Action item
In the news item on Britain's renewed nuclear claims against Iran, under the supervision of which agency does Iran say it pursues its civilian nuclear program?

Extract provided
--------------------
Friday, October 7, 2011

UK renews nuke claims, threatens Iran

British Defense Secretary Liam Fox has accused Iran of seeking nukes saying military option cannot be ruled out to prevent Iran's nuclear developments.

“[Iran] is developing a nuclear programme no reasonable person can believe is purely for civil use,” Fox insisted saying “we do not rule anything out” to “stop Iran becoming a nuclear weapons state.”

Fox's threat come as Iran has repeatedly said that it is pursuing a civilian nuclear program under the supervision of the International Atomic Energy Agency (IAEA) and within the framework of the Nuclear Non-Proliferation Treaty (NPT).

It is also ironic that Fox accuses Iran of developing nukes, while Britain is preparing to upgrade its own Trident nuclear missiles under his own lead as Defense Minister and in clear violation of the NPT as a signatory to the treaty.
--------------------
Entries supplied
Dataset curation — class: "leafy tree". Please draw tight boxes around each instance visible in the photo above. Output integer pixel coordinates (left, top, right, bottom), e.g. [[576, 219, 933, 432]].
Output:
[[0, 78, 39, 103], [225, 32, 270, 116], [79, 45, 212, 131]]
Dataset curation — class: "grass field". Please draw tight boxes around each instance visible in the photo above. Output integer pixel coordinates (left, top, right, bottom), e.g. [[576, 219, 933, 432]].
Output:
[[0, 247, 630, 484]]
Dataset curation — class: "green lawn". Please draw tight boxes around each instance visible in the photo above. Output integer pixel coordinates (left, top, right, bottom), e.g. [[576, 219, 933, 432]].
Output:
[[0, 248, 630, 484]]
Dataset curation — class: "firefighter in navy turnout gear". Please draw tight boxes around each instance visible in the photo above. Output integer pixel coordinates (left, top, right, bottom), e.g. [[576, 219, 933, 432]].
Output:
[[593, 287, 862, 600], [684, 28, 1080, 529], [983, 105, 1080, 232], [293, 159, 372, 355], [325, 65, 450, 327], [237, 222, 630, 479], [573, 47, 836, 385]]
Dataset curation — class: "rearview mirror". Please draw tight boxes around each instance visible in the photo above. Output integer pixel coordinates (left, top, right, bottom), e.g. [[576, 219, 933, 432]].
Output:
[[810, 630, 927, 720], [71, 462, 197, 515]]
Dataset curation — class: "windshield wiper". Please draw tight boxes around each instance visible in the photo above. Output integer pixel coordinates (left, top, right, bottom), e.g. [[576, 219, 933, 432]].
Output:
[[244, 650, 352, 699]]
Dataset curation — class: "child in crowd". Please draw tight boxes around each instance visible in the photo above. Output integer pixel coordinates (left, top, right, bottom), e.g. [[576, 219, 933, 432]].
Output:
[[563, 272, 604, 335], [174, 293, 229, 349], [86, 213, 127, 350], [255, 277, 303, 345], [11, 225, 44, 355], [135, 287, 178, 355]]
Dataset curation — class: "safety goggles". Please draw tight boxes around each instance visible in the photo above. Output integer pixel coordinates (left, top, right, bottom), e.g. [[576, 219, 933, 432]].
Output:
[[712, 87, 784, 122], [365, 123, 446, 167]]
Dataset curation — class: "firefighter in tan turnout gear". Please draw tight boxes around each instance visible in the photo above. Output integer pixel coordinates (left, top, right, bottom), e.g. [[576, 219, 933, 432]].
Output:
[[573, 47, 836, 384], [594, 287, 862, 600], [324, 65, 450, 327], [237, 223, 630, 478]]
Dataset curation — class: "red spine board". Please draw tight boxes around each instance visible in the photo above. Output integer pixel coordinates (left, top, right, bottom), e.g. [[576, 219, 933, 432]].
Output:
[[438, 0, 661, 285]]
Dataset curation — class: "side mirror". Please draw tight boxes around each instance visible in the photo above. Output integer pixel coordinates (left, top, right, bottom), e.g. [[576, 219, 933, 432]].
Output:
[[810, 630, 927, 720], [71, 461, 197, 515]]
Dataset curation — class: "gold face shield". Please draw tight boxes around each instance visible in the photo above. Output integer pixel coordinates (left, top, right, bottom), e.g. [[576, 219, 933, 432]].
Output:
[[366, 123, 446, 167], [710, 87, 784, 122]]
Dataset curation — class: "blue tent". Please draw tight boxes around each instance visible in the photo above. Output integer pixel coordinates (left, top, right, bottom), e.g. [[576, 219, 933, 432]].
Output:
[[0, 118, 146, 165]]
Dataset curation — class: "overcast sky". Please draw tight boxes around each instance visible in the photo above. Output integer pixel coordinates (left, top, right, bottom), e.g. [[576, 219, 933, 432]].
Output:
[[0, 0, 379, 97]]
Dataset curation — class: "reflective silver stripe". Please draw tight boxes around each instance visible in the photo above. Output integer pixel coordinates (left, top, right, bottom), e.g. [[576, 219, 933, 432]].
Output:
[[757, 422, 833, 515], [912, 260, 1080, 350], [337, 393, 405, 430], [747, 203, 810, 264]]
--------------------
Exercise answer
The International Atomic Energy Agency (IAEA).